Object point labels:
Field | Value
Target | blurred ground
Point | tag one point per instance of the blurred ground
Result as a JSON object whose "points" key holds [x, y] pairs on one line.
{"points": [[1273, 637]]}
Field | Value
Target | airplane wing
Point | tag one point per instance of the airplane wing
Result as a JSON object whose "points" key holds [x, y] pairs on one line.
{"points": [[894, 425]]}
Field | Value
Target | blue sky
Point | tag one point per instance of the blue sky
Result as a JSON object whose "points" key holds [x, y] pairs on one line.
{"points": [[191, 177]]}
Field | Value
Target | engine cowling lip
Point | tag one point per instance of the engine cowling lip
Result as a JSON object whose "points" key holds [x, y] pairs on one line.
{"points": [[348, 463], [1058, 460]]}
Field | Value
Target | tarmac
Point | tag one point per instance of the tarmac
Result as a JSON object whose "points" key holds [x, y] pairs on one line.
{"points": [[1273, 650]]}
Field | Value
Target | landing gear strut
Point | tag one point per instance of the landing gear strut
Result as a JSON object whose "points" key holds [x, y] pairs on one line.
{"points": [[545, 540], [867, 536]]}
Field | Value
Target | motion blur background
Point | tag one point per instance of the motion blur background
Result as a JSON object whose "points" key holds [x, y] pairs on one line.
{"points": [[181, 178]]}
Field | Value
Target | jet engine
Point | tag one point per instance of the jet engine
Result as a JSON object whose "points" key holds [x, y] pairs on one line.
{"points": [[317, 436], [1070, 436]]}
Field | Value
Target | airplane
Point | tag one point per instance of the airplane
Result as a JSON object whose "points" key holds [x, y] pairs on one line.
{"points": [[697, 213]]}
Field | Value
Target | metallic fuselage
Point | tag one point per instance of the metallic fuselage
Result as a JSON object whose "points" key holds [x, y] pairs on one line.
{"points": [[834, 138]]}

To be done.
Extract every line of the records above that contains the word "blue", treating uppercase and lowercase as distinct.

Written answer.
Target | blue sky
Point | tag one point per instance of the blue sky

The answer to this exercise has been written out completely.